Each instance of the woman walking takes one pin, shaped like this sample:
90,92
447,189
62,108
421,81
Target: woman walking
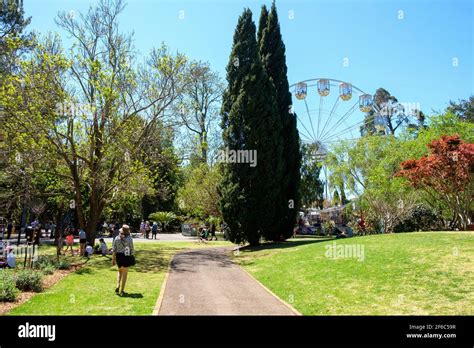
122,255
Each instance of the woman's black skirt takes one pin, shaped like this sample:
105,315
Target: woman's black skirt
123,260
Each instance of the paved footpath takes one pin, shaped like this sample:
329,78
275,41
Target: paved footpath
206,282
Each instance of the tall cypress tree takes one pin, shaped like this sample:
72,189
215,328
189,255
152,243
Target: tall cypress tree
250,122
262,23
272,52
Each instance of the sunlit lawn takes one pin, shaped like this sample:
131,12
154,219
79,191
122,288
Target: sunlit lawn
90,290
426,273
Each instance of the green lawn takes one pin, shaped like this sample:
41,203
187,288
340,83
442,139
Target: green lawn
90,290
426,273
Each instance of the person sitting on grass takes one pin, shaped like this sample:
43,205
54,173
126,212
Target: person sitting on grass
88,251
103,248
203,234
69,242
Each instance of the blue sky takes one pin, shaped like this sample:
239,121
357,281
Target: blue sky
410,53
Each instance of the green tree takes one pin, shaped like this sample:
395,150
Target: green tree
164,218
311,186
97,127
198,197
370,164
250,123
197,110
272,52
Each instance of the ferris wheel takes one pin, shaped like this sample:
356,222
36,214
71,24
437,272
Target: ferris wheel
330,111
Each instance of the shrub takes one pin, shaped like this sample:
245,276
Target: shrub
64,264
44,262
29,280
8,290
421,218
49,269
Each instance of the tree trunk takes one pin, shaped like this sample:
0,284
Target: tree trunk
95,211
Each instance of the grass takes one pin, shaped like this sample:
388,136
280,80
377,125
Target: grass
90,290
426,273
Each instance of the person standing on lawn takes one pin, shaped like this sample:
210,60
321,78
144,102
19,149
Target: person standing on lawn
82,241
123,255
69,242
154,230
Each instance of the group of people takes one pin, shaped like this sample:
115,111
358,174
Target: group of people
146,228
206,233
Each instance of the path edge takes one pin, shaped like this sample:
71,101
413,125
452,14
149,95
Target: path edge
159,301
290,307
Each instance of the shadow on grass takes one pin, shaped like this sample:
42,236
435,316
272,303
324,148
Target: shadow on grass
135,295
283,245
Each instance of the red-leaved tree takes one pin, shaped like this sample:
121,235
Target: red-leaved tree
446,175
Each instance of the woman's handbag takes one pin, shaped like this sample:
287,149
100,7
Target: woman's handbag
132,260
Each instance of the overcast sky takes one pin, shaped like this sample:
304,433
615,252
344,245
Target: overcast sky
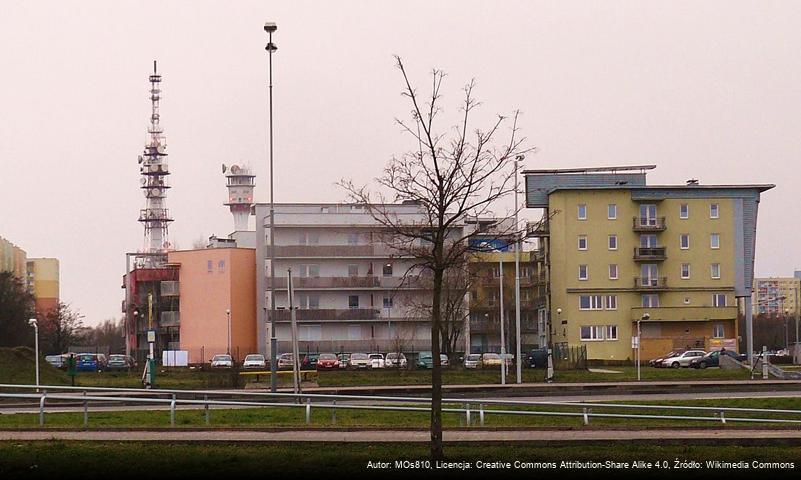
707,90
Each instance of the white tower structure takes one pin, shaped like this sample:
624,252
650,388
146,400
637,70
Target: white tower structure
241,182
154,169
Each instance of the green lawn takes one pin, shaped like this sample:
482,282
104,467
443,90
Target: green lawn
60,459
295,416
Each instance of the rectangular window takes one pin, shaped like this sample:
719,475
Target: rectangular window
592,333
590,302
582,211
650,300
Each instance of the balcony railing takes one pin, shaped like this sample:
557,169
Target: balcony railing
330,314
646,224
170,319
650,283
650,254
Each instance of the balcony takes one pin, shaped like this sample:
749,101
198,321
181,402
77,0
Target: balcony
170,319
170,288
329,314
650,283
650,254
644,224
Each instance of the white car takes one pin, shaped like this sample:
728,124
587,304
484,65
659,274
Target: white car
684,359
254,361
394,360
359,360
222,361
376,360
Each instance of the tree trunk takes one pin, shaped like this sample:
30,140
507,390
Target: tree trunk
436,373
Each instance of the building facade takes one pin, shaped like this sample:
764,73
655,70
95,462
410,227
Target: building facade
618,249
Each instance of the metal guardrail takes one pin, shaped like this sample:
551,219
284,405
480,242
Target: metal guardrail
305,401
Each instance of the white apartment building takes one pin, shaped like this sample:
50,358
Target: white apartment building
354,292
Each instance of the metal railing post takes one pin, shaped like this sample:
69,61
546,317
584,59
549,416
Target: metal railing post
41,408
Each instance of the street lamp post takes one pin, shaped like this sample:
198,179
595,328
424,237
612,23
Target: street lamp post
35,326
270,28
645,316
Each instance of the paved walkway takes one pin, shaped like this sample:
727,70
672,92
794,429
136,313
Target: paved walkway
396,436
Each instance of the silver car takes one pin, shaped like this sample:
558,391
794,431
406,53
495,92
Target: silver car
684,359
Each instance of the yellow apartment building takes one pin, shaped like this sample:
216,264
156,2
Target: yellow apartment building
675,257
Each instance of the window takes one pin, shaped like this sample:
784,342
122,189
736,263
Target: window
582,211
590,302
592,333
611,211
650,300
684,211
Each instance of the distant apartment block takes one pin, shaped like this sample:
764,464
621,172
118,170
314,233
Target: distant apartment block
617,249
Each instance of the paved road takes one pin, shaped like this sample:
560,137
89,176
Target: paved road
685,436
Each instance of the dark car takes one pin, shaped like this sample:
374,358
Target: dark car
537,358
712,359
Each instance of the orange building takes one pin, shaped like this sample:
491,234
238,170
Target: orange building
213,281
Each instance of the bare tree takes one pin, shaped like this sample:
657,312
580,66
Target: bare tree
452,174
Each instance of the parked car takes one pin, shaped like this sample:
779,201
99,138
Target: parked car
358,360
327,361
255,361
395,360
472,361
376,360
537,358
285,361
683,359
222,361
491,360
120,362
712,359
657,362
90,362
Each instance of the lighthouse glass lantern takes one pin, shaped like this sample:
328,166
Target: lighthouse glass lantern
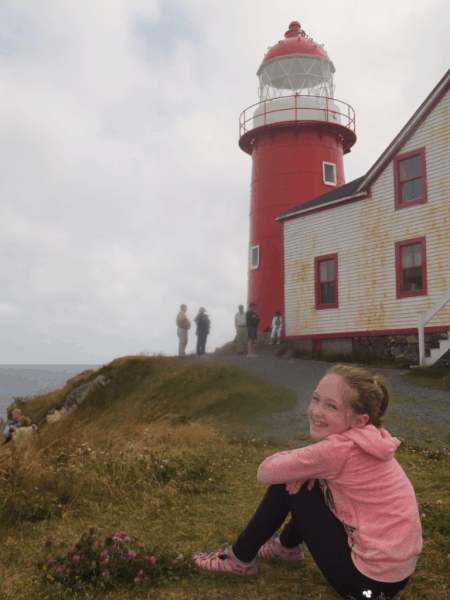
297,135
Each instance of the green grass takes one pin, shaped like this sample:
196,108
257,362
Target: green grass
103,467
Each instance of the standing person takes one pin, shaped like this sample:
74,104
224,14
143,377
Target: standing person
183,325
240,322
203,323
11,427
252,326
350,500
277,322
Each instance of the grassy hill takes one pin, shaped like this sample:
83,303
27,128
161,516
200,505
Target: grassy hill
146,455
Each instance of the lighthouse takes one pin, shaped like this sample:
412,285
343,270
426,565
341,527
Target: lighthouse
297,135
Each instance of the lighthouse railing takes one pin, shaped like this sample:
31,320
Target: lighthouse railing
338,109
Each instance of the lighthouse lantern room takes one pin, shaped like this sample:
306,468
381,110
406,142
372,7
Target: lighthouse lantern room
297,135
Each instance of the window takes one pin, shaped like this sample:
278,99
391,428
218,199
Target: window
410,179
326,281
329,173
254,257
411,268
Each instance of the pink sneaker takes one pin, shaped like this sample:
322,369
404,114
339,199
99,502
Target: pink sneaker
224,562
273,551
-*-
◆ **EXERCISE REQUIREMENTS**
Could you reproduce every entry exactly, leaving out the pictures?

◆ **SOLUTION**
Each instance of the woman walking takes one pin, shaped like this sample:
90,92
447,189
62,108
421,81
Target: woman walking
122,255
Each instance of the woman's black skirt takes one pin, shaped like this sample:
105,315
Target: woman's black skirt
123,260
Each instance of the paved footpath takes one pin, shaped like this sample:
329,78
275,41
Target: paved footpath
206,282
Each instance of the tall cypress tree takes one pin, shaped like this sample:
72,189
215,328
189,255
152,243
Target: tall cypress tree
250,122
262,23
272,52
Each instance of the sunlit lawn takes one pin, shaped like this sample:
131,12
154,219
79,191
122,288
Target: sunlit lawn
90,290
426,273
Each instance of the green lawn takes one pin, shaped like this sample:
41,203
187,288
340,83
442,139
Target: green lawn
90,290
426,273
Each instance of the person sitting on grass takes one pin, shaped like this sample:
43,205
54,173
126,212
Target: person sitting on grass
88,251
103,248
203,234
69,242
Each instance of the blue sky takes one pin, shaped like this sample:
239,121
357,281
Target: blue sky
410,53
Each instance of the green tree takes one pin, shaped like this sample:
395,150
Target: green tree
164,218
311,186
97,127
198,197
370,164
250,123
197,110
272,52
Each instance of the ferris wheel takes one pin, shaped like this sample:
356,222
36,214
71,24
437,272
Target: ferris wheel
330,111
Each instance of the shrub takes one pin, shaped like this sample:
245,276
Target: shrub
64,264
44,262
29,280
8,290
421,218
49,269
Each instance of the tree trunk takes one pin, shaped like this sample:
0,284
Target: tree trunk
95,211
Each instance of the grass takes one pin, shaped like this sample:
388,136
280,80
377,125
Target: grass
90,290
426,273
Each instance of the person standing on lawn takes one pin, shaped like this sample:
210,60
321,78
144,102
19,149
Target: person standing on lawn
82,241
123,255
69,242
154,230
Each instance of the group of people takes one pin, shaped like this sample:
115,111
358,174
Target: group of people
146,228
206,233
Each instance of the path edge takes one pin, shaped like this sample:
71,101
413,125
452,14
149,95
Target: path edge
159,301
290,307
Each instance of the shadow on grass takes one pin, shaped like this sample:
42,236
435,316
272,303
324,148
Target: shadow on grass
135,295
283,245
Each instance of the red-leaved tree takes one pin, shaped like this sample:
121,235
Target: red-leaved tree
446,175
Each instance of the woman's handbag takes one pin, shaped like this sample:
287,149
100,7
Target: woman's handbag
132,260
Each instance of the overcast sky takes one pin, shaped like this sample:
304,433
615,252
344,245
Target: overcast sky
707,90
Each instance of the white tower structure takes one pin, shaped like this sample:
624,252
650,388
146,400
637,70
Target: white tower structure
241,182
154,169
Each instance of the green lawn takes one pin, shaped like this sample:
482,282
104,467
443,90
Target: green lawn
60,459
295,416
Each instance of the rectangular window takes one pin, shaped like this sample:
719,475
Target: rectangular window
592,333
590,302
582,211
650,300
Each instance of the balcony railing takes one pin, shaped like this sample:
557,169
Target: balcony railing
330,314
646,224
170,319
650,283
650,254
Each instance of the balcony takes one pin, shaped like this sample:
749,101
198,321
181,402
77,0
Target: balcony
170,319
170,288
329,314
650,283
650,254
644,224
Each instance of the white car takes one pin, shaped like this sample:
728,124
587,304
484,65
659,274
Target: white car
684,359
254,361
394,360
359,360
222,361
376,360
Each instance of the tree trunk takes one pin, shaped like this sample:
30,140
507,390
Target: tree trunk
436,373
Each instance of the building facade takes one pin, shaped like this sample:
764,73
655,70
95,462
410,227
Target: building facade
618,249
Each instance of the metal guardrail takes one pin, shaped like this sample:
551,219
284,405
480,242
Target: metal guardrail
305,401
Each instance of the white apartment building takes one pin, shaped like this sample:
50,358
Target: white apartment building
354,292
Each instance of the metal railing post takes one pin, shaped like this sample:
69,61
546,317
584,59
549,416
Target: metal railing post
41,408
Each instance of the street lamp post takes one pin, shaped like this sample:
198,179
595,328
424,237
612,23
Target: street lamp post
35,326
270,28
645,316
Each instance of the paved walkway takes one pin, shaped like this sample:
727,70
672,92
794,429
136,313
Target: paved walkway
396,436
Each instance of the silver car takes one pin, shaped like this sample:
558,391
794,431
406,53
495,92
Target: silver car
684,359
Each instance of the yellow apartment building takes one pin, shaped like this sample:
216,264
156,2
Target: yellow apartment building
675,257
Each instance of the window takes one pin, shaped like this sample:
784,342
122,189
736,263
Target: window
582,211
590,302
592,333
611,211
650,300
684,211
Each instance of the distant apartment block takes one pin, shaped like this sample:
764,464
621,172
118,170
314,233
Target: distant apartment block
617,249
Each instance of the paved road takes one pin, shaped like this sample:
560,137
89,176
Target: paved road
685,436
Each instance of the dark car takes one pin, shaped like this sample:
374,358
Target: dark car
537,358
712,359
Each instance of the orange building takes one pin, shaped like this sample:
491,234
238,170
Target: orange building
213,281
Each instance of the bare tree takes one pin, shaped like this sample:
657,312
580,66
Target: bare tree
452,174
Each instance of the parked car takes one pin, shaped like this sample:
779,201
99,138
Target: parked car
358,360
327,361
255,361
395,360
472,361
376,360
537,358
285,361
683,359
222,361
491,360
120,362
712,359
657,362
90,362
Each instance of the lighthouse glass lantern takes one pin, shaped like this sample:
328,166
Target: lighthouse glass lantern
297,135
Each instance of the green grass takes one pin, shaped like this sample:
196,108
257,362
Target: green grass
103,467
Each instance of the standing person takes one pin, shaped like this sample:
74,104
224,14
143,377
Target: standing person
183,325
240,322
203,323
11,427
252,326
350,500
277,322
Each instance of the grassy hill takes one pin, shaped like this sample:
83,303
27,128
161,516
200,505
Target: grassy hill
146,455
Each instance of the lighthouse takes one pin, shaped like this sample:
412,285
343,270
426,565
341,527
Target: lighthouse
297,135
Each instance of the lighthouse railing takes one pin, shaped like this sample:
31,320
Target: lighthouse railing
338,109
Each instance of the lighthouse lantern room takes one pin, shaped like this sample:
306,468
381,110
406,142
372,7
Target: lighthouse lantern room
297,135
Each instance of the window takes one pin, shaped like this sample:
278,99
391,428
218,199
Target: window
410,179
326,281
329,173
254,257
411,268
Each instance of the pink sneaker takes one pin, shaped like this sample:
322,369
404,114
339,199
99,502
Target: pink sneaker
224,562
273,551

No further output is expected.